## TO BE DONE
Recast the lines, starting at the first one and ending at the line that contains "x=103 y=168", as a Markdown table with the columns Row and Line, leaving out any blank lines.

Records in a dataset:
───
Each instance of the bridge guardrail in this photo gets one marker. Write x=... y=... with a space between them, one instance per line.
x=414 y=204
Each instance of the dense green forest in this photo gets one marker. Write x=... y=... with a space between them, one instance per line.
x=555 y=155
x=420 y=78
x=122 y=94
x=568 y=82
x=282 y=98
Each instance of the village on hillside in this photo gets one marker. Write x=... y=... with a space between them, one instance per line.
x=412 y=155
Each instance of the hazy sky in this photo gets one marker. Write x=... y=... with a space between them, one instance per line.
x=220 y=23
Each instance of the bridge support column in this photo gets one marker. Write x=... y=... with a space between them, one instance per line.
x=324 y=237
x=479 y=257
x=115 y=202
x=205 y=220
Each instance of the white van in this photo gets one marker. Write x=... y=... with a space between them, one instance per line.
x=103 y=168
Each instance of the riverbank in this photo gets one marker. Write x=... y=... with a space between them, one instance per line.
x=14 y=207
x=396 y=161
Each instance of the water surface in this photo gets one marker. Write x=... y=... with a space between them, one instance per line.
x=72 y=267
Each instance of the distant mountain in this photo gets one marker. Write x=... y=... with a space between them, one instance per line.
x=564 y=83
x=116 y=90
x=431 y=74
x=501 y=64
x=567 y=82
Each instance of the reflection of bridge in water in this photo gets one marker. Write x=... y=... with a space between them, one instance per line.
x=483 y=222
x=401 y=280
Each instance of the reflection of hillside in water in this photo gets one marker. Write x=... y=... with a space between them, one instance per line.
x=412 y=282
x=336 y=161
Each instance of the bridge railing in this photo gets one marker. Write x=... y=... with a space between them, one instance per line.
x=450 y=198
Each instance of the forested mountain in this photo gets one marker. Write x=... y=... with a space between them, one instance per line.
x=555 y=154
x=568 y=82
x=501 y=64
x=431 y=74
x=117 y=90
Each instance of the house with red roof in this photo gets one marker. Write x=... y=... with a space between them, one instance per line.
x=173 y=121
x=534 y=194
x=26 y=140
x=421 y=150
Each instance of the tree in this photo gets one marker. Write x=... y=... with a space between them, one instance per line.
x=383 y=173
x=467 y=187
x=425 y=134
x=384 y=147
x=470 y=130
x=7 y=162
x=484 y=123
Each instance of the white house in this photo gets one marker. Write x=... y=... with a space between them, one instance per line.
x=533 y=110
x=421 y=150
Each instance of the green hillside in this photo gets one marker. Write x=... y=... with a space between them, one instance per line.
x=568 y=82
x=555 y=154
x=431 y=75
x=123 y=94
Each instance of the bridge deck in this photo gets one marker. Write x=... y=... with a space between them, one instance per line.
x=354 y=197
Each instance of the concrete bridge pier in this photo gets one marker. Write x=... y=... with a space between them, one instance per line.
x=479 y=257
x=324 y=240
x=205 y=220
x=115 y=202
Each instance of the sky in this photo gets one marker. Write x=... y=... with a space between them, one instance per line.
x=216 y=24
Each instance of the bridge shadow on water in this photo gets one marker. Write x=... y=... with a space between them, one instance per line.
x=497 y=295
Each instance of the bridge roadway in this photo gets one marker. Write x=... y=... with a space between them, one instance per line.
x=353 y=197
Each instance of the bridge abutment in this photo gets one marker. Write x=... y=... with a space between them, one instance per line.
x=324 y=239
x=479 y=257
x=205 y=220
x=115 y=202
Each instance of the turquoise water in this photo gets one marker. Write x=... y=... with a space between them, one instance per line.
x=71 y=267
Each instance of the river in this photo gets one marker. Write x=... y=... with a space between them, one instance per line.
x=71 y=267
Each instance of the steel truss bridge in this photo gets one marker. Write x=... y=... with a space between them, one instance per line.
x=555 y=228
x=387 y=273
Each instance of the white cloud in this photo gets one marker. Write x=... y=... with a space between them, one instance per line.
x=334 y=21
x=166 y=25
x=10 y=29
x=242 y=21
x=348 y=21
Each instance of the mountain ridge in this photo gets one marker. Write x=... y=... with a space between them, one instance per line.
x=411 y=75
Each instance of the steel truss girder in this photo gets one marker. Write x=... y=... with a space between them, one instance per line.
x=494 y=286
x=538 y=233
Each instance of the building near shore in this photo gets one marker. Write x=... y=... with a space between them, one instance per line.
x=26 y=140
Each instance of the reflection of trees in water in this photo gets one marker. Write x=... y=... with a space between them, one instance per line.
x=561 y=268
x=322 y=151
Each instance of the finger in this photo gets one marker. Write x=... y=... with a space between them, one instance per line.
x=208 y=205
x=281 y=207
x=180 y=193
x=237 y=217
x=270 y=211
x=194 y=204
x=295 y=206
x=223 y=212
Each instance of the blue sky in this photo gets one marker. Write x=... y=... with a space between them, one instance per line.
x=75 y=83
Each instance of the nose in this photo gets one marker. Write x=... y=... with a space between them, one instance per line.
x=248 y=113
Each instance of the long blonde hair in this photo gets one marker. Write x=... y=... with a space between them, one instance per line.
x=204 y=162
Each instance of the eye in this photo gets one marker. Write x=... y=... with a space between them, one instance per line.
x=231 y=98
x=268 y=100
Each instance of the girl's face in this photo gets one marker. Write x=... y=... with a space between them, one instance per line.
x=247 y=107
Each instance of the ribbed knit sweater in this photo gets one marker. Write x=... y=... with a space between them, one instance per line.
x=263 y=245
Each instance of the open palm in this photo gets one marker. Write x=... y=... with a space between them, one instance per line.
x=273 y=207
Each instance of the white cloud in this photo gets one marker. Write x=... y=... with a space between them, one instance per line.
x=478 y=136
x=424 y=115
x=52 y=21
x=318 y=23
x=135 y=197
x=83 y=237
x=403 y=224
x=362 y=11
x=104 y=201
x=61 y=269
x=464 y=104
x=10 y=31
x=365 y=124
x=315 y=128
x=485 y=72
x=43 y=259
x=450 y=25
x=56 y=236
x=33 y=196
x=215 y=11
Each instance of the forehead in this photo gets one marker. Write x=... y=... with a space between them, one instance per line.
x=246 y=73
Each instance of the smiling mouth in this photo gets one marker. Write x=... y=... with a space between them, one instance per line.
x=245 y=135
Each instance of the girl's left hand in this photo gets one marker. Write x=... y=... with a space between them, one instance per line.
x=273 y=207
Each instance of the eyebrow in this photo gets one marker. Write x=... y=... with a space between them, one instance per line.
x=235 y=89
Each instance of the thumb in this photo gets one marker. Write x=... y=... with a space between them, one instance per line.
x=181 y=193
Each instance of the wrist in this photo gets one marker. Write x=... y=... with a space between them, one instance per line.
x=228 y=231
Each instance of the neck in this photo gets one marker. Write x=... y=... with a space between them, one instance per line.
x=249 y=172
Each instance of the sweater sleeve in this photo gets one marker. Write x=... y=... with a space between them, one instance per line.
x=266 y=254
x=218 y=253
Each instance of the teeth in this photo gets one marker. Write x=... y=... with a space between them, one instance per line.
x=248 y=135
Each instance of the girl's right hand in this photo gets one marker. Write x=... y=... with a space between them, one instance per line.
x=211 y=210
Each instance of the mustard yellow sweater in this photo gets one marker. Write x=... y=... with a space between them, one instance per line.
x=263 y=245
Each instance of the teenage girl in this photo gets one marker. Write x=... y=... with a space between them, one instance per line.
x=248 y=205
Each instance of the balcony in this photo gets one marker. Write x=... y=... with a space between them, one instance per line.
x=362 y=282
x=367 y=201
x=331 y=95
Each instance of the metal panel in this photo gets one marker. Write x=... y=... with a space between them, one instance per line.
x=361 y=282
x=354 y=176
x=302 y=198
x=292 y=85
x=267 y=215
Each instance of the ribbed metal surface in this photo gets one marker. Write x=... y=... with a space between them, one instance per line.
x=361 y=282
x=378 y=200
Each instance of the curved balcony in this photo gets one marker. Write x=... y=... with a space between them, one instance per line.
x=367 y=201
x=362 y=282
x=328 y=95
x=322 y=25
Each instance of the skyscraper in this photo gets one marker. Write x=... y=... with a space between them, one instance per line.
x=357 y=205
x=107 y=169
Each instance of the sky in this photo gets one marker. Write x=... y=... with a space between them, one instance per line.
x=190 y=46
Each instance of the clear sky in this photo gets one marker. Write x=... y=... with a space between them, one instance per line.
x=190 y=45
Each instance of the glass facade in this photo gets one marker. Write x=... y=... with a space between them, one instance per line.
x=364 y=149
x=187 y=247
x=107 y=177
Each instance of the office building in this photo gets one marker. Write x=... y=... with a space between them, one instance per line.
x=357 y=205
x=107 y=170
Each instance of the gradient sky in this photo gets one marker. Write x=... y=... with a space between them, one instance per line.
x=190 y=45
───
## FINISHED ANSWER
| Row | Line |
|---|---|
| 1 | Each instance of the bridge guardrail in this photo gets one marker. Write x=... y=... with a space between them, one instance per line. |
| 2 | x=414 y=204 |
| 3 | Each instance of the dense green forest in this photo gets one marker. Write x=... y=... with a space between them, one instance per line. |
| 4 | x=555 y=155 |
| 5 | x=420 y=78 |
| 6 | x=122 y=94 |
| 7 | x=568 y=82 |
| 8 | x=282 y=98 |
| 9 | Each instance of the village on hillside in this photo gets one marker. Write x=... y=... with a space between them, one instance per line. |
| 10 | x=412 y=155 |
| 11 | Each instance of the hazy sky in this photo gets one marker. Write x=... y=... with a space between them, one instance per line. |
| 12 | x=220 y=23 |
| 13 | Each instance of the bridge support column in this photo gets one marker. Write x=... y=... with a space between them, one instance per line. |
| 14 | x=324 y=237 |
| 15 | x=479 y=257 |
| 16 | x=115 y=202 |
| 17 | x=205 y=220 |
| 18 | Each instance of the white van in this photo gets one marker. Write x=... y=... with a space between them, one instance per line. |
| 19 | x=103 y=168 |